ABSTRACT: A
major issue in k-nearest neighbor classification is how to choose
the optimum value of the neighbourhood parameter ‘K’. Popular cross-validation
techniques often fail to guide us well in selecting k mainly due to the
presence of multiple minimizers of the estimated misclassification rate. In
this study we will discuss the effect of change in the value of ‘k’ on
different data sets and find out the optimal value of ‘k’.
Keywords:
Cross-validation; Misclassification rate; Neighbourhood parameter;
Non-informative prior;
1. Introduction
The k-Nearest-Neighbors (kNN) is a non-parametric
classification method, which is simple but effective in many cases. For a data
record t to be classified, its k nearest neighbors are retrieved, and this
forms a neighborhood of t. Majority voting among the data records in the
neighborhood is usually used to decide the classification for t with or
without consideration of distance-based weighting. However, to apply kNN we
need to choose an appropriate value for k, and the success of classification is
very much dependent on this value.

» **STATED PROBLEM A**
What reason does the kNN abstract give for cross-validation techniques often failing to guide the choice of k?
The records that follow have no connection to the text above and are separate material.

» **RECORDS PROVIDED**

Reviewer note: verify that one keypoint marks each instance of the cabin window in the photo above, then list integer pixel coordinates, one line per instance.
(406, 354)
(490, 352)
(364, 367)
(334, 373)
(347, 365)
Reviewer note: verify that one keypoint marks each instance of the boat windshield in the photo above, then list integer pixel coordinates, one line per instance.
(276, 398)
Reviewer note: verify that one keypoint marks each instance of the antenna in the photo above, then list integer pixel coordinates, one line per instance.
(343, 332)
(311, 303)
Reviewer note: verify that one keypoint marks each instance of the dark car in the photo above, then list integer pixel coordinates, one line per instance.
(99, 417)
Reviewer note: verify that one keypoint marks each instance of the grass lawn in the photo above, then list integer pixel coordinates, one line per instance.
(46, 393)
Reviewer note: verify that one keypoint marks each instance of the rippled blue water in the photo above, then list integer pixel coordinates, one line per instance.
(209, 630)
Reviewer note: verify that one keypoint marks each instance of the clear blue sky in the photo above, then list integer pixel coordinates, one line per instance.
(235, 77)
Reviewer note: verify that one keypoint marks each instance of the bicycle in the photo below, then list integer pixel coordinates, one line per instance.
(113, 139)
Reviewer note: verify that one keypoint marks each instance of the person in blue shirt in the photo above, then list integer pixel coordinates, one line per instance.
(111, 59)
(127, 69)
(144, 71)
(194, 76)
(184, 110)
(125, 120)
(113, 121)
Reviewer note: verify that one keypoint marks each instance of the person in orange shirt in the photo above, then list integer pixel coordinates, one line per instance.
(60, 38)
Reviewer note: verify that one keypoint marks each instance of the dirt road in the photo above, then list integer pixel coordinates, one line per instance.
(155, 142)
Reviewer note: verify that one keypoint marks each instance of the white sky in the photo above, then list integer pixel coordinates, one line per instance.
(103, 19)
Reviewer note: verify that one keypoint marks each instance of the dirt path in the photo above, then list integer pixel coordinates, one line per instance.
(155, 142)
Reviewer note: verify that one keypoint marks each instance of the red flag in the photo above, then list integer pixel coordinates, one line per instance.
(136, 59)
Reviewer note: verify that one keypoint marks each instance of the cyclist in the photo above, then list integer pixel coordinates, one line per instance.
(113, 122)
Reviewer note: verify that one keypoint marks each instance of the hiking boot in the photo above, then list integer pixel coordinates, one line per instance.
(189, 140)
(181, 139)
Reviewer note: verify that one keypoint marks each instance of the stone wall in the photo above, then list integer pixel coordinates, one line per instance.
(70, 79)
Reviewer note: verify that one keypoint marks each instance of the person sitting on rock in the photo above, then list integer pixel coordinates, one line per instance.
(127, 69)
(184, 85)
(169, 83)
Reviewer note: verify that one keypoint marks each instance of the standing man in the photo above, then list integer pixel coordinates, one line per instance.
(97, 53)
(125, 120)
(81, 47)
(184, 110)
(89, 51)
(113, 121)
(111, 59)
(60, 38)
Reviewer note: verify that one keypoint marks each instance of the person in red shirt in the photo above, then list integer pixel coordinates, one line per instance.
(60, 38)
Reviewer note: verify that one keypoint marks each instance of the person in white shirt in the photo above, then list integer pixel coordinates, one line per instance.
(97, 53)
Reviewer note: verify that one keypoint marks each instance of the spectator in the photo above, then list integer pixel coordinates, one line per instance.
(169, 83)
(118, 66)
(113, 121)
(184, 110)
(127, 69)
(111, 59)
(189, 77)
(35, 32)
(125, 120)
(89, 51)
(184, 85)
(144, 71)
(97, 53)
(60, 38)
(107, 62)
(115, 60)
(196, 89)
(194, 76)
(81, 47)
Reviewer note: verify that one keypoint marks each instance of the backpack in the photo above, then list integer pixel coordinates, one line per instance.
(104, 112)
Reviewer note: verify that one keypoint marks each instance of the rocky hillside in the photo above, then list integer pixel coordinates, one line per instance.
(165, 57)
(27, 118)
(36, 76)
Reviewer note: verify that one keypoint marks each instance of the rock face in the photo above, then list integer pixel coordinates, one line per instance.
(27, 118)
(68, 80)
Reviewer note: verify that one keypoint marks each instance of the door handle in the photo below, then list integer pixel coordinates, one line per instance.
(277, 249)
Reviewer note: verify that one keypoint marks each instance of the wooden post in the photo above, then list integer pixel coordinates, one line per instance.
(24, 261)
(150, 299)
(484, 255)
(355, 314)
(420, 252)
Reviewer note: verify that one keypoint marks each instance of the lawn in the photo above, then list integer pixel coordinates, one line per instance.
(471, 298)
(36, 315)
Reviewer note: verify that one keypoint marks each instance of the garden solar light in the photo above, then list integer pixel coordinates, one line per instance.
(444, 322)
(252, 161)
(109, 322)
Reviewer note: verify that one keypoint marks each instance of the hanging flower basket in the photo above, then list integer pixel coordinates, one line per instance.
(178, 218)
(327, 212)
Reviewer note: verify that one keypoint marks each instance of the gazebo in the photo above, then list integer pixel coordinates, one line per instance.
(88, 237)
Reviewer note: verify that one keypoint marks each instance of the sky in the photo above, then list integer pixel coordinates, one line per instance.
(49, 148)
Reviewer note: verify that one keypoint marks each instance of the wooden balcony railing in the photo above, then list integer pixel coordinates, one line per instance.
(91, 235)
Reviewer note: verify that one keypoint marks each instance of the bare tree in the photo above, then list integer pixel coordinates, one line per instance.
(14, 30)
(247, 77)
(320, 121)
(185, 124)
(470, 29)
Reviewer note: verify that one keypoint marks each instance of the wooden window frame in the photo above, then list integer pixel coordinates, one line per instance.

» **STATED PROBLEM B**
Please report every line in the records above that contains the string "wooden".

» **EXPECTED OUTPUT A**
They fail mainly because the estimated misclassification rate has multiple minimizers.

» **EXPECTED OUTPUT B**
Reviewer note: verify that one keypoint marks each instance of the wooden post in the photo above, then list integer pixel coordinates, one line per instance.
Reviewer note: verify that one keypoint marks each instance of the wooden balcony railing in the photo above, then list integer pixel coordinates, one line per instance.
Reviewer note: verify that one keypoint marks each instance of the wooden window frame in the photo above, then list integer pixel coordinates, one line per instance.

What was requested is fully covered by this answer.